50.       The park police try to arrest you during your 7 hour (night) training run at the local state park because they think your are spotlighting deer.  Why else would    anyone be out on trails in the woods at 11:00 PM, miles from anywhere.- Yes
                         T-Shirt Etiquette

In the ultra running community the wearing of race T-Shirts has become a sign of accomplishment and fashion. Choosing just the right T-Shirt for that special occasion can be a daunting and difficult task. The following guidelines have been compiled to help the responsible T-shirt wearer avoid potential embarrassment and/or elevate their status.

1.  A shirt cannot be worn unless the wearer has participated in and finished the event. (crew, significant others and volunteers are exempt)
2.  Never wear a race shirt form any race shorter than the one you are participating in.(Exclusions: Pikes Peak Ascent and Imogene Pass Run at road Marathons)
2.  T-shirts for any race, less than a marathon distance, shouldn't be worn to an ultra event. It simply doesn't represent a high cool factor and sends a red flag regarding
     your rookiness. If you set a PR at Pikes Peak Marathon, definitely wear that shirt whenever possible.
3.  When returning to a race in which you previously finished, then wear the shirt from the first year you completed the race. Don't short change yourself by wearing the               shirt from the year before. It doesn't adequately display the feat of accomplishment or the consummate veteran status that you are due.
4.  Never wear a race shirt from the race you are about to run. It displays a lack of running integrity and real runners will think this is your first race.
5.  Wearing a T-shirt of the race, while currently running said race, is discouraged. It's like being at work and constantly announcing "I'm at work". Besides, you wont                    have the correct post race shirt then.
6.  Never wear a shirt from a run that you did not finish. To wear it is to say "I finished it".
7.  A DNF'er may wear a race shirt if... the letters DNF are boldly written on the shirt in question.
8.  During a race the wearing of shirt from a previously completed year is acceptable. Wear the oldest T-shirt you have (see guideline #3). This is probably a good                           practice because you now have no excuse to drop out since you've done it before.
9.  Runners should buy all crew members and, as appropriate, significant others (they let you run the race in the first place) T-shirts which can be worn without regard to                 running the race. (see guide #1)

◆ What the task asks ◆
From the T-shirt etiquette guidelines, extract the part that opens with the words containing "1.  A shirt" and closes with "at road Marathons)", copying it word for word.

[Location labeling data]
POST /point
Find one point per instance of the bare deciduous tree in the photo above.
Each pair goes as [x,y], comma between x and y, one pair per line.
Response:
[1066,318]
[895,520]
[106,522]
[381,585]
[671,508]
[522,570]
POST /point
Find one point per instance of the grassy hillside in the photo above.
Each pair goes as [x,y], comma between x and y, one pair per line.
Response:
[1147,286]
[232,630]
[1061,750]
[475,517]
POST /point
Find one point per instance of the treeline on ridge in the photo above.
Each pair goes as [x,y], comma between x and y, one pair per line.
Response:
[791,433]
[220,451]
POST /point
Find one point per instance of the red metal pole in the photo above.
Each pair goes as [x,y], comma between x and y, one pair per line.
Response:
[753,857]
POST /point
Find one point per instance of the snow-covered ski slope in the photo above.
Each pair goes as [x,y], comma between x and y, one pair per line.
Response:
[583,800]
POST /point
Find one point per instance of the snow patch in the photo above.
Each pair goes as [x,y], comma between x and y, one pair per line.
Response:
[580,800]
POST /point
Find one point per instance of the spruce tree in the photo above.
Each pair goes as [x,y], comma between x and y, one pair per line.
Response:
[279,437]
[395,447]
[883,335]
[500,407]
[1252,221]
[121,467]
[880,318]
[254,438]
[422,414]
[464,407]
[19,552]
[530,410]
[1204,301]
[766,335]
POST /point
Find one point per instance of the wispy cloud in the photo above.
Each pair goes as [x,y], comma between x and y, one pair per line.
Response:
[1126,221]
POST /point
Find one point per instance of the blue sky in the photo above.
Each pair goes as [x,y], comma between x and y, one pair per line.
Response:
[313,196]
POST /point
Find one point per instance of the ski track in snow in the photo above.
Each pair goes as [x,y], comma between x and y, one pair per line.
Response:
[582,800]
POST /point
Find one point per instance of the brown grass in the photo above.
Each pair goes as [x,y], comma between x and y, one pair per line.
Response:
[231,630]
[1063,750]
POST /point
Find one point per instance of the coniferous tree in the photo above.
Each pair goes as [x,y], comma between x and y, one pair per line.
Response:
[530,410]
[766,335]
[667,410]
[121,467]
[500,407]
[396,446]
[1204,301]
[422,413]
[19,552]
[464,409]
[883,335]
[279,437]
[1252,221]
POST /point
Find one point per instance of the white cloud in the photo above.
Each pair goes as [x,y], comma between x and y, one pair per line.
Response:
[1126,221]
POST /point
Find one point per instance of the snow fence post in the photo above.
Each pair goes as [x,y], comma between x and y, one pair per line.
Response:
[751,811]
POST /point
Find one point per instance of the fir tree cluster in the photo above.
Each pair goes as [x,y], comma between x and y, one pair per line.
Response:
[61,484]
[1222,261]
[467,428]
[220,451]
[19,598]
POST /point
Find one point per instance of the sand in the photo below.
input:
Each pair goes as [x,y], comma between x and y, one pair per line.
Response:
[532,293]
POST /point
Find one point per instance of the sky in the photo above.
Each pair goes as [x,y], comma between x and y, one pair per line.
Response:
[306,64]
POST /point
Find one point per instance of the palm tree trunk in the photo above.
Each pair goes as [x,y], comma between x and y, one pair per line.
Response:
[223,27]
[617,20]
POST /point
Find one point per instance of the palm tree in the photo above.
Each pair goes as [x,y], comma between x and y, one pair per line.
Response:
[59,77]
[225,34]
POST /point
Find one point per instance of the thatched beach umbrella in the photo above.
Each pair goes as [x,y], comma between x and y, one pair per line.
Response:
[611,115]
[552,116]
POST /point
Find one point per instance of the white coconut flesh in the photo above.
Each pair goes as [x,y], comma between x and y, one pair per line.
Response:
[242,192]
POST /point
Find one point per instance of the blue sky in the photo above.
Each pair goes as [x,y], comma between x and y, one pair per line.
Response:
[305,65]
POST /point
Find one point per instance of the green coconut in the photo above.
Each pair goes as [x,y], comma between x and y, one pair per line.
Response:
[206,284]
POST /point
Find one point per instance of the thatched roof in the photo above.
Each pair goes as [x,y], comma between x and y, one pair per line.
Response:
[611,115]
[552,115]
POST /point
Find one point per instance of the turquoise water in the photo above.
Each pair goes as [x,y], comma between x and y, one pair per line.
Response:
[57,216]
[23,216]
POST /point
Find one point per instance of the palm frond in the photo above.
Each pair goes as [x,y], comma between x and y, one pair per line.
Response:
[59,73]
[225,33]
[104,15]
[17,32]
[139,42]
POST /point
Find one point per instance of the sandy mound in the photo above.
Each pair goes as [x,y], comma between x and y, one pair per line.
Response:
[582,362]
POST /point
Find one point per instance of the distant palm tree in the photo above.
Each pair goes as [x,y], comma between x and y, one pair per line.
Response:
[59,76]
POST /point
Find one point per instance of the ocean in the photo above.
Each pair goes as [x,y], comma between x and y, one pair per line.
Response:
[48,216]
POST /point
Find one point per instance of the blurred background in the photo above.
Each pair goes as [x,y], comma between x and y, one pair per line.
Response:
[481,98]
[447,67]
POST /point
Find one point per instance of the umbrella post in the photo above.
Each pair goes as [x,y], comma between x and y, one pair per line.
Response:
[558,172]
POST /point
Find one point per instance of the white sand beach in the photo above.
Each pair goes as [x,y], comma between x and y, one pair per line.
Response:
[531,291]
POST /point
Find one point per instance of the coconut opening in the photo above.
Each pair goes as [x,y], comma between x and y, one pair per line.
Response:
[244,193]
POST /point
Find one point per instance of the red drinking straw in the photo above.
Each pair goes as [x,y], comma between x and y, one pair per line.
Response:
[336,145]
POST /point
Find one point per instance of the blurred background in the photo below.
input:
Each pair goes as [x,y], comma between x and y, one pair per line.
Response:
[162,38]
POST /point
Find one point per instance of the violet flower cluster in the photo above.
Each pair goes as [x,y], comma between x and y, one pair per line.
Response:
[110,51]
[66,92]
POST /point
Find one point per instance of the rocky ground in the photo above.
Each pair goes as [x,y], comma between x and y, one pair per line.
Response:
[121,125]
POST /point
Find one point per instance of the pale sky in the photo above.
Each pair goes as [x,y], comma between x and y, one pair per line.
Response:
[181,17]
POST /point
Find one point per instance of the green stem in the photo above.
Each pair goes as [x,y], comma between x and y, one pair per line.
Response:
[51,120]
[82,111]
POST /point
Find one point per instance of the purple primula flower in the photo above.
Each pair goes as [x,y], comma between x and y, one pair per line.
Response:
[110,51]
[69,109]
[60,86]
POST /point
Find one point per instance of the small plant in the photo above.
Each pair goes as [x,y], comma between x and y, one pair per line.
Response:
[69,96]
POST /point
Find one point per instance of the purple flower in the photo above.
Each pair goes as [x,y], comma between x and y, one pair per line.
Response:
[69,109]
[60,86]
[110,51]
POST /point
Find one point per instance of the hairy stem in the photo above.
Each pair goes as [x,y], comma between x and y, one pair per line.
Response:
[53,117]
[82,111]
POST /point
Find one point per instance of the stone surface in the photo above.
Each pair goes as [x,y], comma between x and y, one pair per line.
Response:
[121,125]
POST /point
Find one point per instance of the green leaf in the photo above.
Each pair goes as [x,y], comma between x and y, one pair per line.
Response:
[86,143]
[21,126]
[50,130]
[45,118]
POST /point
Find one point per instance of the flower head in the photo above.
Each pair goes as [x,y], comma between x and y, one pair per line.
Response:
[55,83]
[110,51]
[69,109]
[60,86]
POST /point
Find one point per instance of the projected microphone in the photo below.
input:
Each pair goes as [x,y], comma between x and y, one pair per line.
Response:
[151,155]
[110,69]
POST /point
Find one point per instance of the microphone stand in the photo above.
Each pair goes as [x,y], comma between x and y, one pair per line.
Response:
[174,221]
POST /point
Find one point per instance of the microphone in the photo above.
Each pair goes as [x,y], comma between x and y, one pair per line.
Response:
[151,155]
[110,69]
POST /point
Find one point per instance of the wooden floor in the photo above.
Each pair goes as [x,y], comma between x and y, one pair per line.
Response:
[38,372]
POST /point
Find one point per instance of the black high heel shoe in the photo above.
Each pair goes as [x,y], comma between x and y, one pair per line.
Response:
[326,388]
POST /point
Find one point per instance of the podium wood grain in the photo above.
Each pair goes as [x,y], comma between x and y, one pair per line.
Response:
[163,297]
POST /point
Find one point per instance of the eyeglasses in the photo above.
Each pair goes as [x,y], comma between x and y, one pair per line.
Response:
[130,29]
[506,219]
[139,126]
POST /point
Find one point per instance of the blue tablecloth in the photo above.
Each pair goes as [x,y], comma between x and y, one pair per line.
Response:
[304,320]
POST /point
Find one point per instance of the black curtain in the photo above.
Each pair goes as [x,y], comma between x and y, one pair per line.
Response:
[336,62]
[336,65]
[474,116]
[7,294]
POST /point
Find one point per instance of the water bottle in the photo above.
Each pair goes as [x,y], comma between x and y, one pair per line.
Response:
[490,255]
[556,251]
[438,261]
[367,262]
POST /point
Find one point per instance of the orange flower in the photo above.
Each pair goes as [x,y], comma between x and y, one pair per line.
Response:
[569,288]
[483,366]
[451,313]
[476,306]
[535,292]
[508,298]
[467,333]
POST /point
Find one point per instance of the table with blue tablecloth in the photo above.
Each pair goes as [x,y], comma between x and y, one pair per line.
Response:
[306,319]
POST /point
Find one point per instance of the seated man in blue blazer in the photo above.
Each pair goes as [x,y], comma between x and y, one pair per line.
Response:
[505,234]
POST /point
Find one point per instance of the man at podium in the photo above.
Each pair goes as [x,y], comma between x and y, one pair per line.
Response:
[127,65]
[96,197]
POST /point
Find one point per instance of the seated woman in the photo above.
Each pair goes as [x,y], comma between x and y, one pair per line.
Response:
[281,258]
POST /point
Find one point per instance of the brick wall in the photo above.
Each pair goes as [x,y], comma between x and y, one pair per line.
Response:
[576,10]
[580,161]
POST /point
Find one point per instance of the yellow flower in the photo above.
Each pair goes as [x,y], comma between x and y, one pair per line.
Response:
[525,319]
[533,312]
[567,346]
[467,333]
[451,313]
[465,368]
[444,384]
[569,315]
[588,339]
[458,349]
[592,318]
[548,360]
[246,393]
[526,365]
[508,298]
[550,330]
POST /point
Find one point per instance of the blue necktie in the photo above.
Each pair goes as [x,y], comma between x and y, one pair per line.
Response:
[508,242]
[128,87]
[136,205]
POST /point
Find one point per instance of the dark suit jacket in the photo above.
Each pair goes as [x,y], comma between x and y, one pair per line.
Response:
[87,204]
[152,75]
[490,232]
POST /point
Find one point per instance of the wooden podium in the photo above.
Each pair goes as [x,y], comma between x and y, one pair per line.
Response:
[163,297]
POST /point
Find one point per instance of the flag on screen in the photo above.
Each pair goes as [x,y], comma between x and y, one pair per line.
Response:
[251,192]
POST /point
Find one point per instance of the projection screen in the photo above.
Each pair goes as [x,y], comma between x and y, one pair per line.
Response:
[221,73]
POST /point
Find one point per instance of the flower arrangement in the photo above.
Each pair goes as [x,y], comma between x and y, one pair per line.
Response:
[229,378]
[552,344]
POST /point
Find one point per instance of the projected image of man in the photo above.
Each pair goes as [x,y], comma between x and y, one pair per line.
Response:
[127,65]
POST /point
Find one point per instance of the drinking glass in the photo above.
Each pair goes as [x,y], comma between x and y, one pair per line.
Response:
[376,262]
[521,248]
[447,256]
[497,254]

---

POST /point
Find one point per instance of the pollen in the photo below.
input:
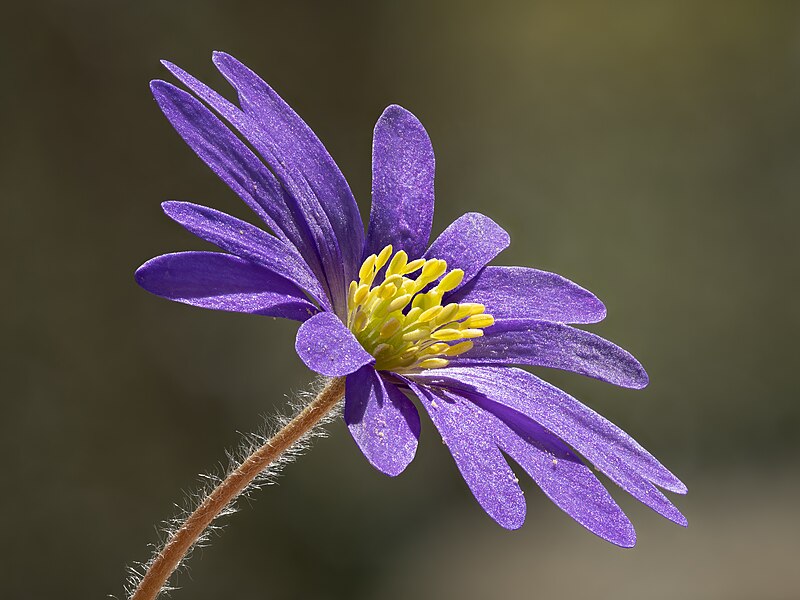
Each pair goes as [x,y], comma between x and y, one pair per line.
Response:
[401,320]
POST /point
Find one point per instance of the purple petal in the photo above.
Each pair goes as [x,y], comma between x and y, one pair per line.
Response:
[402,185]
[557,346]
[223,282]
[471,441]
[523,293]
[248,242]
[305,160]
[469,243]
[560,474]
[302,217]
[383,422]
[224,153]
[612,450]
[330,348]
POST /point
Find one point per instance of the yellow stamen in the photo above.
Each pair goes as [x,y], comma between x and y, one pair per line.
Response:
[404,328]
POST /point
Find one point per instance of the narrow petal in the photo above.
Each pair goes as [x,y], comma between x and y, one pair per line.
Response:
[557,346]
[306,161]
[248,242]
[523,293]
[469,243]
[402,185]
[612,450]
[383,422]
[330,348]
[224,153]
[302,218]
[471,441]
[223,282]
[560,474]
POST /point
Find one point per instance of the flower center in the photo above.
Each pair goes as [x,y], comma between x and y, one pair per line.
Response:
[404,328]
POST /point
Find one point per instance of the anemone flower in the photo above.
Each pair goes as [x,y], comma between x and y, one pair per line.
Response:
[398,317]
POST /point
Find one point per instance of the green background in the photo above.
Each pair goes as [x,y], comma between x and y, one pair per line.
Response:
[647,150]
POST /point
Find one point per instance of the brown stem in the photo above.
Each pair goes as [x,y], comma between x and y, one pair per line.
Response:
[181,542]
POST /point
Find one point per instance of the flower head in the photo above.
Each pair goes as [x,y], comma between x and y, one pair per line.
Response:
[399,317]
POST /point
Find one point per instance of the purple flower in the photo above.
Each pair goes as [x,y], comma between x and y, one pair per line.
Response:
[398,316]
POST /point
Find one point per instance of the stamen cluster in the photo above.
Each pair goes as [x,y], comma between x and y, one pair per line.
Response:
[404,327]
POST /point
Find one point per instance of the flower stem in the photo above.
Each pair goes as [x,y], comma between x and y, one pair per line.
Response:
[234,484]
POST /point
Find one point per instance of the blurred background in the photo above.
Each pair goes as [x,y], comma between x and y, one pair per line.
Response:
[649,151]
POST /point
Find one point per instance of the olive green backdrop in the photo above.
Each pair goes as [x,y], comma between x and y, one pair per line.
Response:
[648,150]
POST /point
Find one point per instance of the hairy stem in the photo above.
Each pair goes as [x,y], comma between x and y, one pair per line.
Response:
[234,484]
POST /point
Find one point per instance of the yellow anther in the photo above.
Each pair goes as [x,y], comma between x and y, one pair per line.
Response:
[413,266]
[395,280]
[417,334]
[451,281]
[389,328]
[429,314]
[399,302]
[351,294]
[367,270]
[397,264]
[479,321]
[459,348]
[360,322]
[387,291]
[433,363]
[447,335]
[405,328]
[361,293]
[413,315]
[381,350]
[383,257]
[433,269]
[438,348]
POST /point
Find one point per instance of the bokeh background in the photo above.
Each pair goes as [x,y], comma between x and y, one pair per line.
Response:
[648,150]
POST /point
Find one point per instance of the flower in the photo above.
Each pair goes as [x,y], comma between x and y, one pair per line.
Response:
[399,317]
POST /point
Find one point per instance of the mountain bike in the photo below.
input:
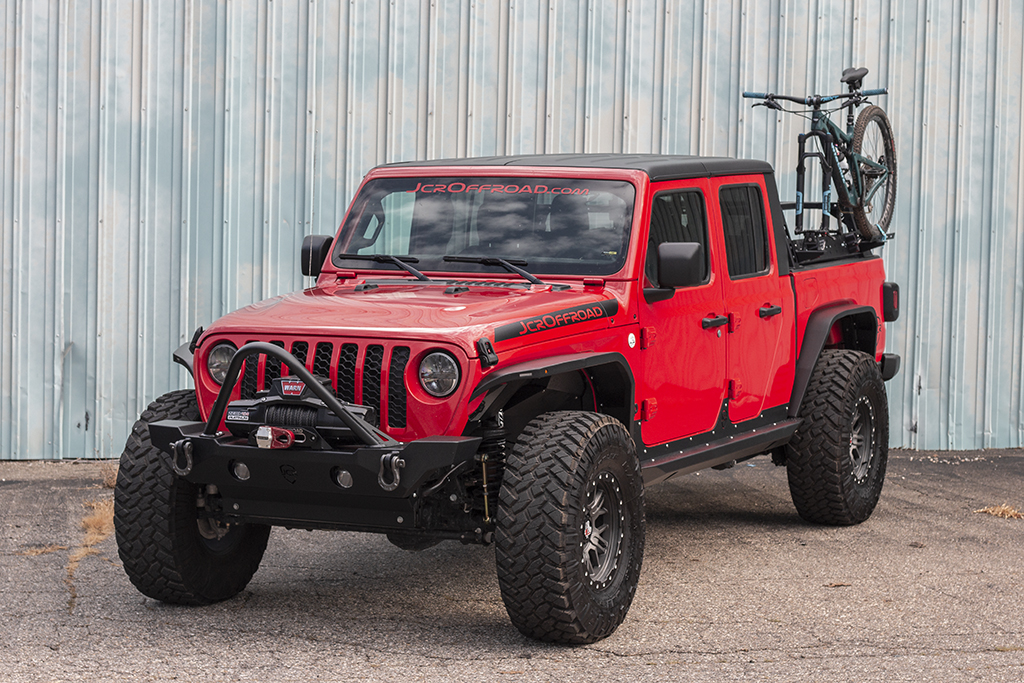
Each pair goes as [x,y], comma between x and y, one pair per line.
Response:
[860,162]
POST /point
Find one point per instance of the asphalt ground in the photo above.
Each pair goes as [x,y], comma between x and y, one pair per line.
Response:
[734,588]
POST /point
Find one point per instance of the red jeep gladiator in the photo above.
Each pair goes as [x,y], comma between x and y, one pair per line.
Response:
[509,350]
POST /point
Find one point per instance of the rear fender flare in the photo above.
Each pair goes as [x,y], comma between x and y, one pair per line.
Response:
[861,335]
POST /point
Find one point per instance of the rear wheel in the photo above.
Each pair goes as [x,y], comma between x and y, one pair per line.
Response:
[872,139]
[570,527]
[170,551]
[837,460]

◆ Solved problem ◆
1.  A shirt cannot be worn unless the wearer has participated in and finished the event. (crew, significant others and volunteers are exempt)
2.  Never wear a race shirt form any race shorter than the one you are participating in.(Exclusions: Pikes Peak Ascent and Imogene Pass Run at road Marathons)